| About this exercise |
Where the records appear below, transcribe them exactly, leaving none out.

Data to examine START

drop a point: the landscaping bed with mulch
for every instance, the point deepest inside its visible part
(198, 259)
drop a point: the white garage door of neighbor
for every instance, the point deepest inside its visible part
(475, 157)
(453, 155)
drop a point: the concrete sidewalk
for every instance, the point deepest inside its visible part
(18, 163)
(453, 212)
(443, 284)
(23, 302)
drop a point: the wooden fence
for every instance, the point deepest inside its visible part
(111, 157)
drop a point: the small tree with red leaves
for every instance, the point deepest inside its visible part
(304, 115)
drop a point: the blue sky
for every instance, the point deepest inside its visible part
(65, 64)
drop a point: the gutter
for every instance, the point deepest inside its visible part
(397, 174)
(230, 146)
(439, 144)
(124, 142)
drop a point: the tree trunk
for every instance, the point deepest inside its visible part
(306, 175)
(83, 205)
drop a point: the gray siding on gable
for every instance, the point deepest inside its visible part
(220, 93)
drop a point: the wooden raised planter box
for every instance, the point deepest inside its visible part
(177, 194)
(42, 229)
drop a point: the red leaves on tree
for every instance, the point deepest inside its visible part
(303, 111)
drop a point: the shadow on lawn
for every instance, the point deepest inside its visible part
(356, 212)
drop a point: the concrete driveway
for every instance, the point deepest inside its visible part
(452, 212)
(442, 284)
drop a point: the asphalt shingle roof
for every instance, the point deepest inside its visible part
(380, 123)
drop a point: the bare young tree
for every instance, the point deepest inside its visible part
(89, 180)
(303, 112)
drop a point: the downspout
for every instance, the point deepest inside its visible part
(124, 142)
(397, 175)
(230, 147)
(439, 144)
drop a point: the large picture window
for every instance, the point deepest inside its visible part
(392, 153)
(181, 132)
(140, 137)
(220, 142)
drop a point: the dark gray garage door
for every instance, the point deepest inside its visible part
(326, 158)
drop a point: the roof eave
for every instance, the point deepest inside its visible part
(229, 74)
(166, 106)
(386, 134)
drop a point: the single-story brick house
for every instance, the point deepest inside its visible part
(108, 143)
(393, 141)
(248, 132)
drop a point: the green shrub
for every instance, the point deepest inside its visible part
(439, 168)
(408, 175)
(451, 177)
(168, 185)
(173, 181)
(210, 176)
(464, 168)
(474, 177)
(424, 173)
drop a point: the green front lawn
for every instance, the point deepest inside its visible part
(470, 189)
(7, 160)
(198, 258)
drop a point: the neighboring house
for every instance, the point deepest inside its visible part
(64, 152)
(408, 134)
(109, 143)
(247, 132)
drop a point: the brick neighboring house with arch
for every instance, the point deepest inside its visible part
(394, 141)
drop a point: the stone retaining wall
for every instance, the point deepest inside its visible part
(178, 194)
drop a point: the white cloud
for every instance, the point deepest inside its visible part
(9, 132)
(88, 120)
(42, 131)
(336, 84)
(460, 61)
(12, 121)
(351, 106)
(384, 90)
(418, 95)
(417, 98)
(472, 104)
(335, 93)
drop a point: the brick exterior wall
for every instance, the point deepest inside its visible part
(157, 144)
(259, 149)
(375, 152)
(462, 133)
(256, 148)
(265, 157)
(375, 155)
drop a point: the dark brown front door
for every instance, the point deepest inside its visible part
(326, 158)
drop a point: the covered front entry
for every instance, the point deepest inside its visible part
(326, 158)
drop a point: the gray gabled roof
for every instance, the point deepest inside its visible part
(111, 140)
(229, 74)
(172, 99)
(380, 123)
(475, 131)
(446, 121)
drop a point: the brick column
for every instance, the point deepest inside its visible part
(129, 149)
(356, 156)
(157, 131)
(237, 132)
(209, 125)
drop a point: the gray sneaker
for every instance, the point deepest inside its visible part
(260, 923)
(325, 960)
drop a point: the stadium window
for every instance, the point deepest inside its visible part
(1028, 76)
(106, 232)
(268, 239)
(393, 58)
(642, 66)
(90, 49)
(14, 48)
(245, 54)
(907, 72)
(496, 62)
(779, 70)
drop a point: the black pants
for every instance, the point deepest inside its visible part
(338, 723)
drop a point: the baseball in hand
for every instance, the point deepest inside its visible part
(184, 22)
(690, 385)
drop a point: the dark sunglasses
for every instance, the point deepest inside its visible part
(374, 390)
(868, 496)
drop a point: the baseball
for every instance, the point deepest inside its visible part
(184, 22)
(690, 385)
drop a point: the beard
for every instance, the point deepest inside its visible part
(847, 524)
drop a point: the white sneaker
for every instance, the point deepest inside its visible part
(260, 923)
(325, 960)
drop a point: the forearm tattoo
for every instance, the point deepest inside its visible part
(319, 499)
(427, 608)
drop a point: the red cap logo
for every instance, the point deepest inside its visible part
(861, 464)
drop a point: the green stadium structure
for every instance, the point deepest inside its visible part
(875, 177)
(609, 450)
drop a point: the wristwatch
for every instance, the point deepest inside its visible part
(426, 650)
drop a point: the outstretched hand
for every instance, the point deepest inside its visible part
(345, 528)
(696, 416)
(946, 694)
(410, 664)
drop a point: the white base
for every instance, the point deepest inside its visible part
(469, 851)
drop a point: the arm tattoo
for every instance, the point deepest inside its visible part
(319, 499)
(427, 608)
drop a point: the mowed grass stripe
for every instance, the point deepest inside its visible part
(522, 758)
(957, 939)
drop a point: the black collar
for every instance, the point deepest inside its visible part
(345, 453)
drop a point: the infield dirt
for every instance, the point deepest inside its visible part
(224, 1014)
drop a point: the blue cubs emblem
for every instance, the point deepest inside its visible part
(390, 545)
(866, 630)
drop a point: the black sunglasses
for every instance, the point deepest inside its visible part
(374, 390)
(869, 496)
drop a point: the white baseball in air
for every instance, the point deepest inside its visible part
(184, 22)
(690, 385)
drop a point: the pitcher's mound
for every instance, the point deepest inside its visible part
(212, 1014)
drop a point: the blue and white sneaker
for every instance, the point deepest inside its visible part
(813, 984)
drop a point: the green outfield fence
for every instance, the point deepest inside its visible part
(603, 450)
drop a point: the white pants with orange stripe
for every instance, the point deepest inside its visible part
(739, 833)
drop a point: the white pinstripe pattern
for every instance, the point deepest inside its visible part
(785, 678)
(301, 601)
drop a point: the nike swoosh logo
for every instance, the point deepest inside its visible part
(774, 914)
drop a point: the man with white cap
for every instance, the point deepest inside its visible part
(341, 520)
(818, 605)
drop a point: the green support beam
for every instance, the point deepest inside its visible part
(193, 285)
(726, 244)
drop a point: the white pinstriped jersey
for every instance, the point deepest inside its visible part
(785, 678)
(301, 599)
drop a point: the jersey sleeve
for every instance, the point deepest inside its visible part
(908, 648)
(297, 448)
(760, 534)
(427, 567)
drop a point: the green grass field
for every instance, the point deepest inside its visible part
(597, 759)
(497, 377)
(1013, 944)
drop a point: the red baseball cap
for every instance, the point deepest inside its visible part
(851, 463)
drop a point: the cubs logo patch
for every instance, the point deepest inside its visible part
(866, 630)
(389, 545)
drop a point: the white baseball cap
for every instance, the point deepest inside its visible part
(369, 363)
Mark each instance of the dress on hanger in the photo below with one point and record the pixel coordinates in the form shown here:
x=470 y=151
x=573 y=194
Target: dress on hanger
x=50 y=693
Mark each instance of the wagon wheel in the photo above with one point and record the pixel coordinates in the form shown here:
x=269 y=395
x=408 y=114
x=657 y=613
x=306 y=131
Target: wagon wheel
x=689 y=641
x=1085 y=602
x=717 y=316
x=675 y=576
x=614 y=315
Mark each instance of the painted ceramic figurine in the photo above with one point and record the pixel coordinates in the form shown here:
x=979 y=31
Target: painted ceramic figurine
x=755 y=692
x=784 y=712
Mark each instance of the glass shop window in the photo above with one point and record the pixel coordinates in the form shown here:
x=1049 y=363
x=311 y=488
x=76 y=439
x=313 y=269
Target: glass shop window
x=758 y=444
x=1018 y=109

Data to examine END

| Result of this exercise |
drop a point: the landscaping bed with mulch
for every instance, the point deepest inside its visible part
(198, 259)
drop a point: the white garage door of neighbor
for every instance, the point deepest inside its visible part
(475, 157)
(453, 155)
drop a point: the concrete sidewalk
for every instance, the point deepest inside its visible part
(18, 163)
(453, 212)
(443, 284)
(23, 302)
drop a point: the wooden fence
for every instance, the point deepest inside its visible part
(111, 157)
drop a point: the small tree with red leaves
for every instance, the point deepest inside its visible part
(304, 115)
drop a point: the blue sky
for every instance, the point deepest inside its visible part
(65, 64)
drop a point: the gutter
for every instance, the point deepest inside its visible part
(397, 174)
(230, 146)
(439, 144)
(124, 142)
drop a point: the tree trunk
for every instance, the point deepest inside its visible part
(306, 175)
(83, 205)
drop a point: the gray siding on gable
for every instance, the point deepest inside its visible part
(220, 93)
drop a point: the wooden raised planter box
for every instance, the point deepest inside its visible part
(177, 194)
(42, 229)
drop a point: the red leaves on tree
for every instance, the point deepest inside its visible part
(303, 111)
drop a point: the shadow on lawn
for every instance, the point deepest inside its visible part
(356, 212)
drop a point: the concrete driveway
for every instance, the point deepest inside its visible part
(452, 212)
(442, 284)
drop a point: the asphalt shingle roof
for every instance, the point deepest inside its visible part
(380, 123)
drop a point: the bare young tree
for every instance, the point deepest inside its visible part
(89, 180)
(303, 112)
drop a point: the downspout
for every instance, the point deepest inside its visible part
(124, 142)
(397, 175)
(230, 147)
(439, 144)
drop a point: the large picture window
for every instance, the point deepest inside its visible part
(392, 153)
(181, 132)
(140, 137)
(220, 142)
drop a point: the dark gray garage door
for every instance, the point deepest inside its visible part
(326, 158)
drop a point: the roof eave
for every instance, the point deepest inside its visible part
(229, 74)
(166, 106)
(386, 134)
drop a point: the single-story brick house
for every instance, the point deepest inside its visible part
(108, 143)
(393, 141)
(248, 132)
drop a point: the green shrub
for every instance, the point deepest inside its visible part
(439, 168)
(408, 175)
(451, 177)
(168, 185)
(173, 181)
(210, 176)
(464, 168)
(474, 177)
(424, 173)
drop a point: the green front lawn
for every instance, the point deepest inside its visible part
(470, 189)
(7, 160)
(198, 258)
drop a point: the neighboring house
for every instance, the point deepest inside its visible part
(64, 152)
(408, 134)
(109, 143)
(247, 132)
drop a point: the brick neighboring house with arch
for every instance, the point deepest inside its visible part
(394, 141)
drop a point: the stone retaining wall
for every instance, the point deepest inside its visible part
(178, 194)
drop a point: the white cloud
for every instance, the point deepest inside its visible part
(9, 132)
(88, 120)
(42, 131)
(336, 84)
(460, 61)
(12, 121)
(351, 106)
(384, 90)
(418, 95)
(417, 98)
(472, 104)
(335, 93)
drop a point: the brick exterior wall
for every instance, the point deepest inside its visible part
(157, 144)
(259, 149)
(375, 152)
(462, 133)
(256, 148)
(265, 157)
(375, 155)
drop a point: the dark brown front door
for every instance, the point deepest inside its visible part
(326, 158)
drop a point: the covered front entry
for every instance, the point deepest inside its visible part
(326, 158)
drop a point: the gray gabled roof
for every instance, the point deepest inside its visible part
(111, 140)
(229, 74)
(172, 99)
(380, 123)
(475, 131)
(446, 121)
drop a point: the brick column
for every instance, the point deepest inside its visible part
(129, 149)
(356, 156)
(157, 131)
(237, 132)
(209, 125)
drop a point: the gray sneaker
for every instance, the point deepest inside its visible part
(260, 923)
(325, 960)
drop a point: the stadium window
for every instance, the point deepest inside its visible part
(1028, 76)
(106, 232)
(268, 239)
(393, 58)
(642, 66)
(90, 49)
(14, 48)
(245, 54)
(907, 72)
(496, 62)
(779, 70)
drop a point: the black pants
for every instance, the point deepest inside its visible part
(338, 723)
drop a point: the baseball in hand
for every instance, the point deepest inside its visible part
(184, 22)
(690, 385)
drop a point: the dark sunglasses
for every instance, the point deepest inside its visible part
(374, 390)
(868, 496)
drop a point: the baseball
for every instance, the point deepest inside its visible part
(184, 22)
(690, 385)
drop a point: the beard
for every instance, the point deepest inside its visible part
(847, 524)
drop a point: the white sneaker
for every instance, the point deepest inside its visible part
(260, 923)
(325, 960)
drop a point: the forearm tattoo
for every instance, the point deepest inside its visible part
(319, 499)
(427, 608)
drop a point: the red cap logo
for every instance, the point deepest inside its visible part
(861, 464)
drop a point: the green stadium structure
for every instance, the point deepest inside its visible part
(875, 177)
(609, 450)
drop a point: the wristwatch
for every instance, the point deepest inside its visible part
(426, 650)
drop a point: the outstretched hand
for every instance, the point deepest inside its visible part
(345, 528)
(696, 416)
(946, 694)
(410, 664)
drop a point: the white base
for every instance, the point deepest inside its visible part
(469, 851)
drop a point: the arm tattoo
for every instance, the point deepest inside its visible part
(319, 499)
(427, 608)
drop a point: the mowed grass stripe
for every instance, the point deepest inside its visible part
(522, 758)
(957, 939)
drop a point: the black collar
for every instance, the point deepest inside its visible part
(345, 453)
drop a point: the infield dirt
for every instance, the point deepest inside its visible part
(224, 1014)
drop a point: the blue cubs emblem
for every instance, the point deepest inside its visible part
(390, 545)
(866, 630)
drop a point: the black sunglasses
for every instance, the point deepest inside its visible part
(374, 390)
(869, 496)
drop a point: the white baseball in air
for every instance, the point deepest inside its visible part
(184, 22)
(690, 385)
drop a point: the pitcher's mound
for every instance, the point deepest inside its visible part
(212, 1014)
drop a point: the blue and white sneaker
for every instance, the point deepest inside its visible part
(813, 984)
drop a point: the green outfield fence
for every instance, the point deepest inside its visible part
(603, 450)
drop a point: the white pants with orange stripe
for every instance, the point deepest inside its visible part
(739, 833)
drop a point: the white pinstripe pattern
for every instance, the point deepest inside its visible part
(785, 678)
(301, 601)
drop a point: the nike swoosh logo
for every instance, the point deepest inside its visible part
(774, 914)
drop a point: the man with white cap
for every instance, the point deepest inside its visible part
(341, 520)
(818, 605)
drop a point: the green support beam
for every instance, the point deepest inside its visible part
(193, 285)
(726, 244)
drop a point: the white pinstriped jersey
for every instance, the point deepest inside its visible part
(785, 678)
(301, 599)
drop a point: the jersey sleeve
for every instance, the point deepest inside its visible part
(908, 648)
(297, 448)
(760, 534)
(427, 567)
drop a point: the green grass field
for every instance, the point deepest inside its visible part
(597, 759)
(497, 377)
(1013, 944)
drop a point: the red baseball cap
for every instance, the point deepest inside its visible part
(851, 463)
drop a point: the cubs logo patch
for every instance, the point deepest inside its visible part
(866, 630)
(389, 545)
drop a point: the white baseball cap
for every instance, the point deepest inside its visible part
(369, 363)
Mark each instance of the dress on hanger in the photo below with one point and record the pixel coordinates in the form shown here:
x=470 y=151
x=573 y=194
Target: dress on hanger
x=50 y=693
Mark each instance of the wagon wheel in the photo above with one point and record the pixel coordinates in the form shown here:
x=269 y=395
x=408 y=114
x=657 y=613
x=306 y=131
Target: wagon wheel
x=689 y=641
x=1085 y=602
x=717 y=316
x=675 y=576
x=614 y=315
Mark each instance of the painted ceramic figurine in the photo above with one point and record the pixel coordinates in the form shown here:
x=979 y=31
Target: painted ceramic figurine
x=755 y=692
x=784 y=712
Mark each instance of the glass shop window in the photo above with one point and record the pixel coordinates in the form shown here:
x=1049 y=363
x=311 y=488
x=76 y=439
x=313 y=269
Target: glass shop window
x=758 y=444
x=1018 y=109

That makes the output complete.